* _Written problem_: Reproduce the records exactly.

▼

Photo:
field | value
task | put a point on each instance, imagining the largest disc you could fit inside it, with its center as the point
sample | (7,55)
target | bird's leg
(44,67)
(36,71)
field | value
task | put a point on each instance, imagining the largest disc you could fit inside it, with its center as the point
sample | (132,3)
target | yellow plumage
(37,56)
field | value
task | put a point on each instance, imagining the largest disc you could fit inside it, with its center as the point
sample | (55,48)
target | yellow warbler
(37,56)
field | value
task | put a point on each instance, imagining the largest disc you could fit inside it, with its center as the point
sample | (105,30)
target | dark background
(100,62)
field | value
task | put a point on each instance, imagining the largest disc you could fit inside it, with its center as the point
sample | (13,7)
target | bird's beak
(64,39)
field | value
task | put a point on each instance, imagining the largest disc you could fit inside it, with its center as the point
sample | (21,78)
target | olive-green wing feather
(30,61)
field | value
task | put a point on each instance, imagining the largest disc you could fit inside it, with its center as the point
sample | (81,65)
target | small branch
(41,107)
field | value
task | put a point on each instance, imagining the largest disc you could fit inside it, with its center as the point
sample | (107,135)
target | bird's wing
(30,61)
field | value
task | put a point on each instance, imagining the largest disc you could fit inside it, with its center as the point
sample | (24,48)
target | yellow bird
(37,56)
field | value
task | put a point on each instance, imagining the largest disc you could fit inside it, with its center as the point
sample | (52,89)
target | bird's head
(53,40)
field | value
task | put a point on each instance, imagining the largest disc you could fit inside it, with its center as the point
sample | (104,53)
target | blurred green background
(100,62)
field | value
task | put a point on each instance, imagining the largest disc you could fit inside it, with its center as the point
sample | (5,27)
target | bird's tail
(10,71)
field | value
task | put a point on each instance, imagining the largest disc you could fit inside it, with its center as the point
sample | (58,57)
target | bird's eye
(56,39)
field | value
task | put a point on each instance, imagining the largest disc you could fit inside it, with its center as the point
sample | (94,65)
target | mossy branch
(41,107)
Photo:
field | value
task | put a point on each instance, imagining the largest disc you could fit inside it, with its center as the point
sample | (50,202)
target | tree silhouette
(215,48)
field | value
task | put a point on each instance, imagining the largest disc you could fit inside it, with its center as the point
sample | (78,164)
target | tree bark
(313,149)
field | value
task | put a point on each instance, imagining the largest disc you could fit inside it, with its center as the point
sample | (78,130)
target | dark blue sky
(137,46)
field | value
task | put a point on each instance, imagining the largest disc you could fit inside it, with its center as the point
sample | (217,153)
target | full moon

▲

* _Exercise answer_:
Photo:
field | value
task | put a point on each instance, imagining the largest disc you could fit inside it, with its center as the point
sample | (7,55)
target | bird's leg
(44,67)
(36,71)
field | value
task | put a point on each instance, imagining the largest disc you could fit inside it, with its center as the point
sample | (132,3)
target | yellow plumage
(37,56)
field | value
task | put a point on each instance, imagining the largest disc you could fit inside it, with its center as the point
sample | (55,48)
target | yellow warbler
(37,56)
field | value
task | put a point on each instance, imagining the largest disc you could fit inside it, with its center as the point
sample | (105,30)
target | dark background
(100,62)
field | value
task | put a point on each instance, imagining the largest disc you could fit inside it, with its center as the point
sample | (13,7)
target | bird's beak
(64,39)
field | value
task | put a point on each instance, imagining the largest disc you could fit inside it, with its center as the point
sample | (21,78)
target | olive-green wing feather
(30,61)
field | value
task | put a point on each instance, imagining the largest disc you could fit inside it, with its center as the point
sample | (81,65)
target | small branch
(41,107)
field | value
task | put a point on each instance, imagining the largest disc you could fit inside it, with its center as the point
sample | (107,135)
target | bird's wing
(30,61)
field | value
task | put a point on each instance, imagining the largest disc you could fit inside it, with its center as the point
sample | (24,48)
target | yellow bird
(37,56)
field | value
task | put a point on each instance, imagining the largest disc you could fit inside it, with its center as the point
sample | (52,89)
target | bird's head
(53,40)
field | value
task | put a point on each instance, imagining the largest disc you could fit inside it, with its center as the point
sample | (104,53)
target | blurred green background
(100,62)
field | value
task | put a point on each instance, imagining the largest disc you could fit inside it, with its center as the point
sample | (5,27)
target | bird's tail
(10,71)
field | value
task | put a point on each instance, imagining the largest disc you could fit inside it, with its center as the point
sample | (58,57)
target | bird's eye
(56,39)
field | value
task | put a point on each instance, imagining the largest disc you could fit inside it, with its center as the point
sample | (94,65)
target | mossy branch
(41,107)
Photo:
field | value
task | put a point on each instance, imagining the largest disc you could fit inside it, with its center as the point
sample | (50,202)
target | tree silhouette
(215,48)
field | value
task | put a point on each instance, imagining the largest disc you could fit inside it, with its center as the point
sample | (78,164)
target | tree bark
(313,149)
field | value
task | put a point on each instance, imagining the largest disc you could fit inside it, with its center as the point
sample | (78,130)
target | dark blue sky
(137,46)
field | value
task | put a point on each instance, imagining the largest disc you could fit inside it, with its center as the point
sample | (217,153)
target | full moon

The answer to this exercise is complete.